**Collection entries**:
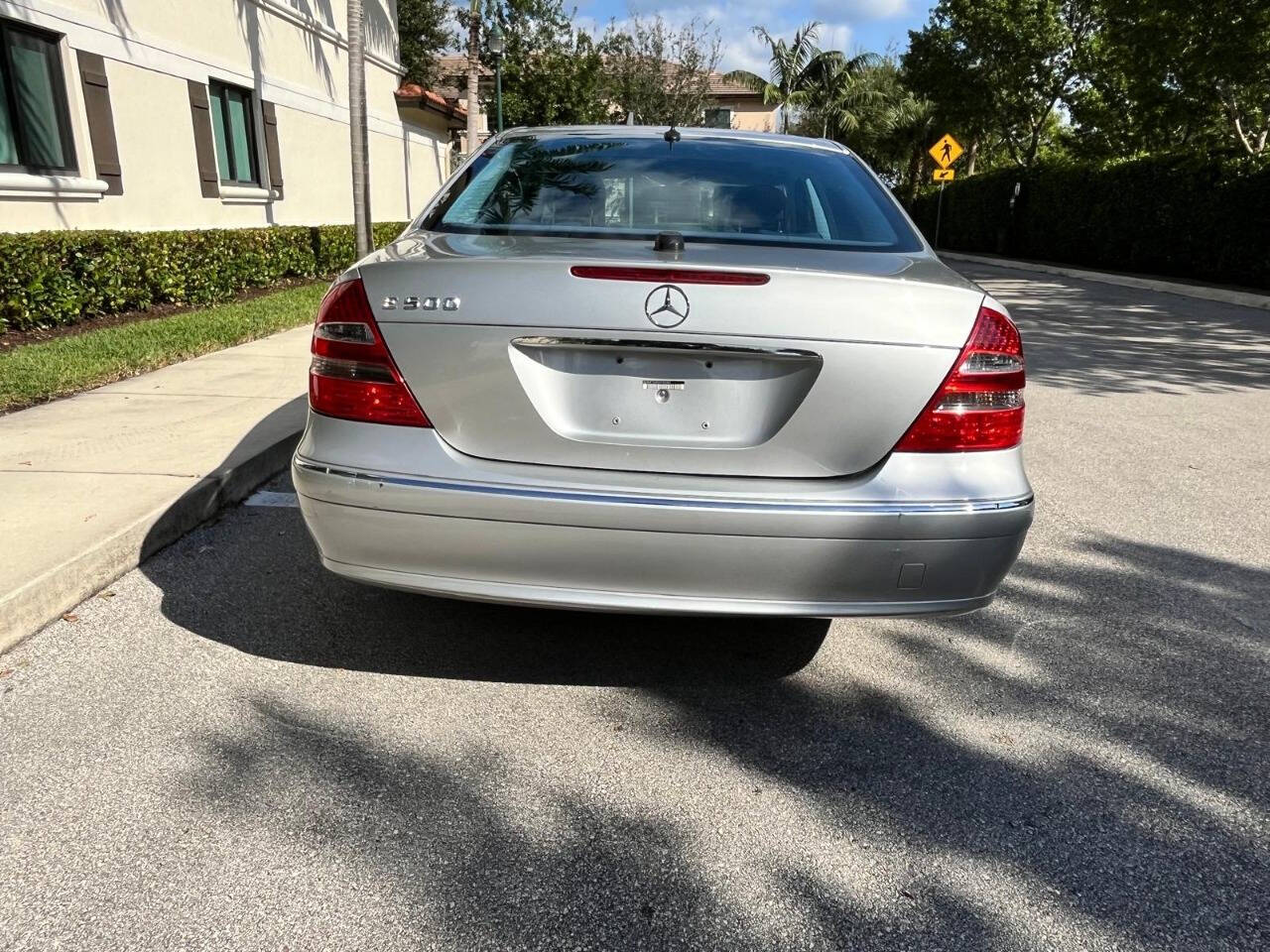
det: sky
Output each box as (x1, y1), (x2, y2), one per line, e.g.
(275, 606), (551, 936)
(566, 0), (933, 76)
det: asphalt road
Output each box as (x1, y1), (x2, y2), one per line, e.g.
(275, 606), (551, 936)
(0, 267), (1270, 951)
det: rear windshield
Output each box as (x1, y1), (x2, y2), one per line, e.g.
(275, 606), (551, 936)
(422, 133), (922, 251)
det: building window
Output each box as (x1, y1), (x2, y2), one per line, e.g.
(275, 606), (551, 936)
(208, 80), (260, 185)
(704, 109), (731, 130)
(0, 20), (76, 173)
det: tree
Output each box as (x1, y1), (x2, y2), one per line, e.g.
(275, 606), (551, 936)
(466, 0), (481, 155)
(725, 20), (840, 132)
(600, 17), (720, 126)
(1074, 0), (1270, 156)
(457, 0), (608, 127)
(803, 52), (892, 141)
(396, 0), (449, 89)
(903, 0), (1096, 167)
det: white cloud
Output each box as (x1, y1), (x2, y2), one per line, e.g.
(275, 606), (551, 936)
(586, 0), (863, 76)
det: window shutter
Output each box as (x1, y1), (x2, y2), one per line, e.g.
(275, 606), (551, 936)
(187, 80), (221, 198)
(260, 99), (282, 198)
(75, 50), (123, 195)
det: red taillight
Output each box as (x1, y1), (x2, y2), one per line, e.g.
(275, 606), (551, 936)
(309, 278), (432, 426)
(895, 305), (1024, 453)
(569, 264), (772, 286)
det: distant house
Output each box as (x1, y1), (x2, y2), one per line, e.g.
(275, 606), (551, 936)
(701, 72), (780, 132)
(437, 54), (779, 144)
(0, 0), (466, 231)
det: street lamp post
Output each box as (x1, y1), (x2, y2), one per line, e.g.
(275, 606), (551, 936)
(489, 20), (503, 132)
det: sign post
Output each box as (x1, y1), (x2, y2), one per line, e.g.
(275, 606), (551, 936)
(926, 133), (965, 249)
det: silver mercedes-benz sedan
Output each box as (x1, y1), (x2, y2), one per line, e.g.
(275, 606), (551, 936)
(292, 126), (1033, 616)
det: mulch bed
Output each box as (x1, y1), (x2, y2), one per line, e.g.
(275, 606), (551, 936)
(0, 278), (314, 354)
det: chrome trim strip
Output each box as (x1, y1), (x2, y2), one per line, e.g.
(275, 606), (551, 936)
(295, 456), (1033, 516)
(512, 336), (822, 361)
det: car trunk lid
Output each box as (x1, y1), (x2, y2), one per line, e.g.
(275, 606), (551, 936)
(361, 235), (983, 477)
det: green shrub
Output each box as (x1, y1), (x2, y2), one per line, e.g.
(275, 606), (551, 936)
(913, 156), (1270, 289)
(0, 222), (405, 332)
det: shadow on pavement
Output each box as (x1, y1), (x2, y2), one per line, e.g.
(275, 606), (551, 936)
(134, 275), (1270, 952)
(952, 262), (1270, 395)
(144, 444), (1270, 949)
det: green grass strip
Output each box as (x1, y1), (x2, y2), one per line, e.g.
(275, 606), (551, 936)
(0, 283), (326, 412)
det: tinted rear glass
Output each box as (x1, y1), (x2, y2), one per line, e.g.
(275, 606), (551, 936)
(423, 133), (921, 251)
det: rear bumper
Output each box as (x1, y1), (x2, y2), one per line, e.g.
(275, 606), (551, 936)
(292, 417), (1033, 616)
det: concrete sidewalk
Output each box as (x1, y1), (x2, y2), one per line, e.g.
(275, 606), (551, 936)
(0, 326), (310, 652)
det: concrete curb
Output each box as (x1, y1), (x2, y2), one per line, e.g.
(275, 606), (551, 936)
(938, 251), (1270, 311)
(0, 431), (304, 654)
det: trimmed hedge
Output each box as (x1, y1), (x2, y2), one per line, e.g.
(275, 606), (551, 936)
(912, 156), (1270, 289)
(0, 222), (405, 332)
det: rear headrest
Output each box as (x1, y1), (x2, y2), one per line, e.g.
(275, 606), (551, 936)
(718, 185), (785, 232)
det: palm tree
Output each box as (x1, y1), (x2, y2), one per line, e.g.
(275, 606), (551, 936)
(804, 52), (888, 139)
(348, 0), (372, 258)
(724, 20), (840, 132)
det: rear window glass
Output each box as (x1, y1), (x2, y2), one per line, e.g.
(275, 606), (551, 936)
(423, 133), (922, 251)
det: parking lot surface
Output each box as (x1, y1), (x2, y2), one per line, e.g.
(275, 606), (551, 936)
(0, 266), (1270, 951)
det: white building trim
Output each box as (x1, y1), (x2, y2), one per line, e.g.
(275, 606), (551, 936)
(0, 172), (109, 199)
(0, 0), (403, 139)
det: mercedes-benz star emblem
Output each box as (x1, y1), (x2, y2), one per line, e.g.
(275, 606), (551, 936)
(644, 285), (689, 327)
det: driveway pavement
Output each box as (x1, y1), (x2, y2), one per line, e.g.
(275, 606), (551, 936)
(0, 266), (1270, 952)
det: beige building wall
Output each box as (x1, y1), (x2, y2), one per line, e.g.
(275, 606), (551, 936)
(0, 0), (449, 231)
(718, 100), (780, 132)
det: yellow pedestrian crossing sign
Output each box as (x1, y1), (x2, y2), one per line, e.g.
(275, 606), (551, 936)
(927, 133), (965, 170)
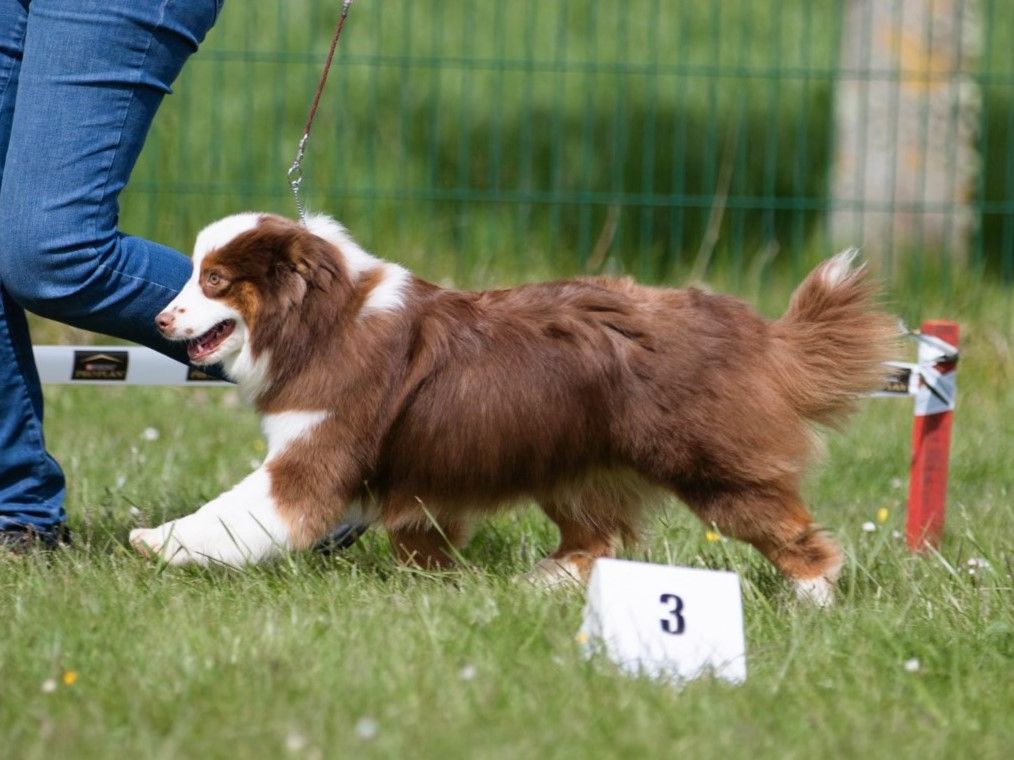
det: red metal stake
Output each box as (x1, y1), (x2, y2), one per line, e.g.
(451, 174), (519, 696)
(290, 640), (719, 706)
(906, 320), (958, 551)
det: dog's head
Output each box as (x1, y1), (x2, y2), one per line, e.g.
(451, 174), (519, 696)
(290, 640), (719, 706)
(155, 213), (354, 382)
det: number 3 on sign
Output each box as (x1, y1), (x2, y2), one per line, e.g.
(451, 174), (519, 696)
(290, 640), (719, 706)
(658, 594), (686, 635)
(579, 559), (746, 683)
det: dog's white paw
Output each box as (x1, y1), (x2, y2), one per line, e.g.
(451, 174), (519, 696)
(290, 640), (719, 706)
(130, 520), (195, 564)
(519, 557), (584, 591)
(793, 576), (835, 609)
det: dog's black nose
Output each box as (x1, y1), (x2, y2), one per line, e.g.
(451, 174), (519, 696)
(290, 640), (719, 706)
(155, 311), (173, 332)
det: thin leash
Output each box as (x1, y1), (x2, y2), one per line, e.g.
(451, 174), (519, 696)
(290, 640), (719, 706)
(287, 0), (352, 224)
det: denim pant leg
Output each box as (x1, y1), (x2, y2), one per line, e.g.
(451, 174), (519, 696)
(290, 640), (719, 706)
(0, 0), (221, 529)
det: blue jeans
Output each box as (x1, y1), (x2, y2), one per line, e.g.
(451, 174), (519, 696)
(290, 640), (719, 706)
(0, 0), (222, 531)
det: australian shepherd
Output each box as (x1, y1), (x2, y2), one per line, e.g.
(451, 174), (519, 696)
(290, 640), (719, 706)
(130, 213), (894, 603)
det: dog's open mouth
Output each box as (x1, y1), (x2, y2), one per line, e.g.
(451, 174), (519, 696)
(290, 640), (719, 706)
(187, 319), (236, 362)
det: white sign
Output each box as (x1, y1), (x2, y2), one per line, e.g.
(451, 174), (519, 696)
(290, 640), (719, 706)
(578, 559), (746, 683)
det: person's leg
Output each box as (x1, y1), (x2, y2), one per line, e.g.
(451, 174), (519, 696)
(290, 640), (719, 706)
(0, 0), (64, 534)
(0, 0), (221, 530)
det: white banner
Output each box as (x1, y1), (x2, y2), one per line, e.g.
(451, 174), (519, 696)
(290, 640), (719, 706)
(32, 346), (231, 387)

**What you should do**: Reproduce all of the material above word for word, omitting the pictures.

**Answer for the task**:
det: sky
Output each box as (x1, y1), (x2, y2), one per line, e.g.
(275, 606), (551, 936)
(566, 0), (933, 76)
det: asphalt road
Output each box as (x1, y1), (x2, y2), one per line, e.g.
(275, 606), (551, 936)
(0, 267), (1270, 951)
det: rear windshield
Output each box as (x1, y1), (x2, y2), one per line, e.g.
(275, 606), (551, 936)
(422, 133), (922, 251)
det: building window
Output each box as (x1, y1), (x2, y2), one per line, e.g.
(275, 606), (551, 936)
(208, 80), (260, 185)
(704, 109), (731, 130)
(0, 20), (76, 173)
det: tree
Output each box as (x1, y1), (x2, y2), one per line, e.g.
(275, 606), (551, 936)
(466, 0), (481, 155)
(725, 20), (840, 132)
(600, 17), (720, 126)
(1074, 0), (1270, 156)
(457, 0), (608, 127)
(803, 52), (892, 141)
(396, 0), (449, 89)
(903, 0), (1096, 167)
det: white cloud
Output each box as (x1, y1), (x2, y2), one per line, e.g.
(275, 606), (551, 936)
(586, 0), (863, 76)
det: window shutter
Output each box as (x1, y1), (x2, y2), one per line, e.g.
(275, 606), (551, 936)
(187, 80), (221, 198)
(260, 99), (282, 198)
(75, 50), (123, 195)
det: red taillight
Output each box as (x1, y1), (x2, y2), one per line, e.g.
(275, 606), (551, 936)
(309, 278), (432, 426)
(895, 305), (1024, 453)
(569, 264), (772, 286)
det: distant house
Output each box as (x1, y1), (x2, y2), one per line, e.g.
(275, 606), (551, 936)
(701, 72), (780, 132)
(437, 54), (779, 144)
(0, 0), (466, 231)
det: street lamp post
Output each box as (x1, y1), (x2, y2), one per line, e.g.
(275, 606), (551, 936)
(489, 20), (503, 132)
det: sign post
Output each box as (x1, y1), (x2, y2), one per line, e.g.
(275, 606), (551, 936)
(926, 133), (965, 249)
det: silver mercedes-benz sedan
Output each box as (x1, y1), (x2, y2), one per line, e.g.
(275, 606), (551, 936)
(292, 126), (1033, 616)
det: mulch bed
Output each box as (x1, y1), (x2, y2), one per line, e.g.
(275, 606), (551, 936)
(0, 278), (314, 354)
det: chrome trim strip
Output each box as (x1, y1), (x2, y2), one per line, e.g.
(275, 606), (551, 936)
(295, 456), (1033, 516)
(512, 336), (822, 361)
det: car trunk lid
Output each box as (x1, y1), (x2, y2), one per line, e.g.
(275, 606), (551, 936)
(361, 235), (983, 477)
det: green shrub
Output each box as (x1, y1), (x2, y2), one per line, e.g.
(275, 606), (551, 936)
(913, 156), (1270, 289)
(0, 222), (405, 332)
det: shadow on pavement
Output each box as (x1, y1), (x2, y2), one per line, e.g.
(275, 606), (551, 936)
(134, 275), (1270, 952)
(952, 262), (1270, 395)
(144, 444), (1270, 949)
det: green grass strip
Output each box as (x1, y1), (x2, y2), one per line, e.g.
(275, 606), (551, 936)
(0, 283), (326, 412)
det: tinted rear glass
Output each box as (x1, y1), (x2, y2), one per line, e.g.
(275, 606), (551, 936)
(423, 133), (921, 251)
det: rear bumper
Output each box as (x1, y1), (x2, y2), one per line, e.g.
(275, 606), (551, 936)
(292, 417), (1033, 616)
det: concrete sidewalk
Output each box as (x1, y1), (x2, y2), one per line, e.g.
(275, 606), (551, 936)
(0, 326), (310, 652)
det: concrete curb
Output each box as (x1, y1), (x2, y2), one per line, e.g.
(275, 606), (551, 936)
(938, 251), (1270, 311)
(0, 431), (304, 654)
det: trimmed hedge
Output each box as (x1, y1), (x2, y2), one per line, e.g.
(275, 606), (551, 936)
(912, 156), (1270, 289)
(0, 222), (405, 332)
det: rear headrest
Output each box as (x1, y1), (x2, y2), one per line, e.g.
(275, 606), (551, 936)
(718, 185), (785, 232)
det: palm tree
Output each box as (x1, y1), (x2, y2), one per line, e.g.
(275, 606), (551, 936)
(804, 52), (888, 139)
(348, 0), (372, 258)
(724, 20), (840, 132)
det: rear window glass
Output each box as (x1, y1), (x2, y2), one per line, e.g.
(275, 606), (551, 936)
(423, 133), (922, 251)
det: parking lot surface
Output each box as (x1, y1), (x2, y2), one per line, e.g.
(275, 606), (551, 936)
(0, 266), (1270, 951)
det: white building trim
Output each box as (x1, y1), (x2, y2), one per line, e.g.
(275, 606), (551, 936)
(0, 172), (109, 199)
(0, 0), (403, 139)
det: mercedes-benz star emblem
Output each box as (x1, y1), (x2, y2), one per line, e.g.
(275, 606), (551, 936)
(644, 285), (689, 327)
det: driveway pavement
Output each box as (x1, y1), (x2, y2), one per line, e.g.
(275, 606), (551, 936)
(0, 266), (1270, 952)
det: beige building wall
Output each box as (x1, y1), (x2, y2), one per line, e.g.
(275, 606), (551, 936)
(0, 0), (449, 231)
(718, 100), (780, 132)
det: yellow pedestrian crossing sign
Output each box as (x1, y1), (x2, y2), one per line, e.g.
(275, 606), (551, 936)
(927, 133), (965, 170)
det: red metal stake
Output each box as (x1, y1), (x2, y2), one per line, e.g.
(451, 174), (519, 696)
(290, 640), (719, 706)
(906, 320), (958, 551)
det: dog's head
Output each box as (x1, y1), (x2, y2), one per line, e.g.
(451, 174), (519, 696)
(290, 640), (719, 706)
(155, 213), (354, 382)
det: number 3 on sign
Output each box as (x1, y1), (x2, y2), one per line, e.g.
(451, 174), (519, 696)
(290, 640), (719, 706)
(658, 594), (686, 635)
(579, 559), (746, 683)
det: dog's white paw
Output each box as (x1, y1), (x2, y2), one per line, e.g.
(451, 174), (519, 696)
(290, 640), (719, 706)
(130, 520), (195, 564)
(519, 557), (584, 591)
(793, 576), (835, 609)
det: dog's black nose
Output each box as (x1, y1), (x2, y2), one per line, e.g.
(451, 174), (519, 696)
(290, 640), (719, 706)
(155, 311), (173, 332)
det: thin leash
Output each box as (x1, y1), (x2, y2), one per line, e.g.
(451, 174), (519, 696)
(290, 640), (719, 706)
(287, 0), (352, 224)
det: denim pant leg
Output each box as (x1, y1), (x2, y2), one per line, e.g.
(451, 174), (519, 696)
(290, 640), (719, 706)
(0, 0), (221, 529)
det: blue jeans
Output each box as (x1, y1), (x2, y2), one per line, e.g.
(451, 174), (519, 696)
(290, 640), (719, 706)
(0, 0), (222, 531)
det: australian shepherd
Output each box as (x1, y1), (x2, y2), one per line, e.g.
(451, 174), (519, 696)
(290, 640), (719, 706)
(130, 213), (894, 603)
det: dog's open mouth
Output each box as (x1, y1), (x2, y2), one per line, e.g.
(451, 174), (519, 696)
(290, 640), (719, 706)
(187, 319), (236, 362)
det: white sign
Output each box as (x1, y1), (x2, y2), one per line, e.g.
(451, 174), (519, 696)
(290, 640), (719, 706)
(578, 559), (746, 683)
det: person's leg
Output each box as (x1, y1), (x2, y2), one per line, e.g.
(451, 174), (519, 696)
(290, 640), (719, 706)
(0, 0), (64, 534)
(0, 0), (221, 530)
det: white banner
Output each box as (x1, y1), (x2, y2), one per line, e.g.
(451, 174), (519, 696)
(290, 640), (719, 706)
(32, 346), (231, 387)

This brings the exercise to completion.